- _Set exercise 1_
In the forum thread below about Riddick, how old was Riddick when he was rescued?

>> begin Excerpt provided

# Picture of Riddick



## Riddick's (May 8, 2011)

Attached is the reason I started getting into dog nutrition! Just a couple of Riddick to get started. He isn't a purebred by any standards! We have reason to believe he is corgi mixed with papillon but do not know for sure as we rescued him when he was about a year old.

Thanks for looking!


----------



## luvMyBRT (Mar 8, 2010)

Awwww! He is adorable! Love the one of him on the bed. What a good looking boy! :tongue:


----------



## 3Musketeers (Nov 4, 2010)

Heheh, yup I definitely see some pap in him. Then he has those short, stubbly Corgi legs lol.


----------



## Rottnk9s (Jun 28, 2010)

He is just adorable!!!


----------



## grissom_mom (Sep 27, 2010)

Oh my dog, sooo cute! The fluffy ears, the stubby legs, the beautiful tri coloring...and he is doing the traditional belly-side-up corgi sleep! What a winner!


----------



## CorgiPaws (Mar 31, 2009)

Awh, what a good looking dog. I can totally see Corgi/Pap in him. Sooo cute.


----------



## Janet At Nutro (Mar 11, 2011)

Riddick is a real cutie!


----------



## Northwoods10 (Nov 22, 2010)

Adorable!!


----------

>> end Excerpt provided

- _Set exercise 2_
Count the lines of the listing below that contain the string "guardrail", with case counting, and reply with the number alone.

>> begin Supplied material

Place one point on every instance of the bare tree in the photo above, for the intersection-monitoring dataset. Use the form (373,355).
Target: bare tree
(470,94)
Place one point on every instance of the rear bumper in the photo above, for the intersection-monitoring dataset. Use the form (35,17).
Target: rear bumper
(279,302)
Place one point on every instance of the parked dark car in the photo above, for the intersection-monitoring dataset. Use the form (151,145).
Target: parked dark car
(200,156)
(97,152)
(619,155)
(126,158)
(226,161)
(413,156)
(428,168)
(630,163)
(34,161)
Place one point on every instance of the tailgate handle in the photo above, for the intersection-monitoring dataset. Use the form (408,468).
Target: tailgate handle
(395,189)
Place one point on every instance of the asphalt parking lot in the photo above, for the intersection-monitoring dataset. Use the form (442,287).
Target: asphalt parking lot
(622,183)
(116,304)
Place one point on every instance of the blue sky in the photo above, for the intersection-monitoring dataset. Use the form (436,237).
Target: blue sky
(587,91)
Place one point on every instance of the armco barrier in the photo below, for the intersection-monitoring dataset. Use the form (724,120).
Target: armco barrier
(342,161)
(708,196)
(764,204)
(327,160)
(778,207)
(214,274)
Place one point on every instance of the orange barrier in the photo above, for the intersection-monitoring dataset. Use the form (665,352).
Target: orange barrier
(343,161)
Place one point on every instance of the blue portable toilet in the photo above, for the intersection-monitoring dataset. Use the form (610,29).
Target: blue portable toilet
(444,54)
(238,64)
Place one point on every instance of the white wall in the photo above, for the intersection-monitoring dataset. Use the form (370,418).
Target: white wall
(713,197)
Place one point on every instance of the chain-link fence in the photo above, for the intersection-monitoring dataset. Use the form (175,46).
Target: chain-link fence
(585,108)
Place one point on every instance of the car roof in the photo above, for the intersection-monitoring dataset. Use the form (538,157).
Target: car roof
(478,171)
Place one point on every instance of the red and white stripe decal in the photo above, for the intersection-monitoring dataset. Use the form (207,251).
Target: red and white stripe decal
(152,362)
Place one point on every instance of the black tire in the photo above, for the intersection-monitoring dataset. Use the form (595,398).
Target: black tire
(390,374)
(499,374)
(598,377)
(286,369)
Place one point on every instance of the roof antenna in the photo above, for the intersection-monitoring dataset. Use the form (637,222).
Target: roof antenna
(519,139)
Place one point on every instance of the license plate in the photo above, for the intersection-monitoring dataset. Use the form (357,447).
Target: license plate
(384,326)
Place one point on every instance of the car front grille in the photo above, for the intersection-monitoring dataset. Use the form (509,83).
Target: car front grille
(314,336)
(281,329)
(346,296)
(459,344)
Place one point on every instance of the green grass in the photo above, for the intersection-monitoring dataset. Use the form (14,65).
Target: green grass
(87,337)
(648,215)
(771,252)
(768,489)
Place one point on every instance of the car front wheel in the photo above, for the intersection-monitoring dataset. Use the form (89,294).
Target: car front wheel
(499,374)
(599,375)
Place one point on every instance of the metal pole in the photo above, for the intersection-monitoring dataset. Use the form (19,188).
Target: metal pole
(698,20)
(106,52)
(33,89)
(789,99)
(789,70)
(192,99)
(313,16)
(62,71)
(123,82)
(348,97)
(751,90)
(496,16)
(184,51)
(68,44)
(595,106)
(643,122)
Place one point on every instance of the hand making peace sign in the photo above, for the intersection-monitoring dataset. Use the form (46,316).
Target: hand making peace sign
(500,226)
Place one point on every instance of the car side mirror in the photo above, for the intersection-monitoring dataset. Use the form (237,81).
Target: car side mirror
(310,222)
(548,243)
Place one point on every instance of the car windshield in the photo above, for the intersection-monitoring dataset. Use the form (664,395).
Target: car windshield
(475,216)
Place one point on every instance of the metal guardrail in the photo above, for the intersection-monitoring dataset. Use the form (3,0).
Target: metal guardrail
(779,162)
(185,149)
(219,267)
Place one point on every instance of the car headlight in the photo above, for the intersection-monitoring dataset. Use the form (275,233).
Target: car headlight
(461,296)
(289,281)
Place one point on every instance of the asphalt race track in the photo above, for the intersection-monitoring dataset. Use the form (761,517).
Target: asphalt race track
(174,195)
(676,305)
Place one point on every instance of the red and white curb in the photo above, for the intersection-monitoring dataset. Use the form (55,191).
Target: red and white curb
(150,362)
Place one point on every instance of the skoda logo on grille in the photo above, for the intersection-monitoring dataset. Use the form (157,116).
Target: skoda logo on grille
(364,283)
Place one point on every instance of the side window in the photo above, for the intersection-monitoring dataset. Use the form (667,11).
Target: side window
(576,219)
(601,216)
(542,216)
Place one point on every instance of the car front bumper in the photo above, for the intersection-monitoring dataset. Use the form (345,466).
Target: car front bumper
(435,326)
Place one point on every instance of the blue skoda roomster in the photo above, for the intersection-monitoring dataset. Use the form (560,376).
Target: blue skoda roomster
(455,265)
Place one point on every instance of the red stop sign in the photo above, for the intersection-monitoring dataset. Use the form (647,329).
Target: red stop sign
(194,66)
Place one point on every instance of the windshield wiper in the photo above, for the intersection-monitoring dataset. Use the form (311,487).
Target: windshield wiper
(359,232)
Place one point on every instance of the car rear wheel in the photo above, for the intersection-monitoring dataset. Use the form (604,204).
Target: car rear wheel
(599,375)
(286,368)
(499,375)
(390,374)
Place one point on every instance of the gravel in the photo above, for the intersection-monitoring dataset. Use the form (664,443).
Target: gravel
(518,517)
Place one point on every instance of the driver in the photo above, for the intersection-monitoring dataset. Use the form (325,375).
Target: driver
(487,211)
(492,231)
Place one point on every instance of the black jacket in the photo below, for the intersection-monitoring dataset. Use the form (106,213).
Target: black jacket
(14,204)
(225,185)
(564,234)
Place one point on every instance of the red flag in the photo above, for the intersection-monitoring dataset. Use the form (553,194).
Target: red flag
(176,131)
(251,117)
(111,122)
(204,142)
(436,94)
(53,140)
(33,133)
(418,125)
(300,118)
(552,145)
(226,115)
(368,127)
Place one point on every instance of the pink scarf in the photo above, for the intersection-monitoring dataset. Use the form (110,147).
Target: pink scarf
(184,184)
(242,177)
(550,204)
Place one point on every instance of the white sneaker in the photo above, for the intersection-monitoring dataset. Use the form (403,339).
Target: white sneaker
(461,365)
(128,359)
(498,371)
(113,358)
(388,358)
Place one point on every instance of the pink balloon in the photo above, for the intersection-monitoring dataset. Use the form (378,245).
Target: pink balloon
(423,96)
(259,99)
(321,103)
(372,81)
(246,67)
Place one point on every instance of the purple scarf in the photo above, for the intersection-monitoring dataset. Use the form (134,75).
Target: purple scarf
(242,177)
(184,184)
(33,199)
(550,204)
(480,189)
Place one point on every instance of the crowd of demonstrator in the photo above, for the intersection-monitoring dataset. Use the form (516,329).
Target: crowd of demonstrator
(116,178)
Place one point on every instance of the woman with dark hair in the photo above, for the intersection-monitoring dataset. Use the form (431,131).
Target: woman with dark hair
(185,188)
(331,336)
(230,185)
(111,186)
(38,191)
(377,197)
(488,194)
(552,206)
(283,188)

>> end Supplied material

- _Correct result 1_
About a year old.

- _Correct result 2_
2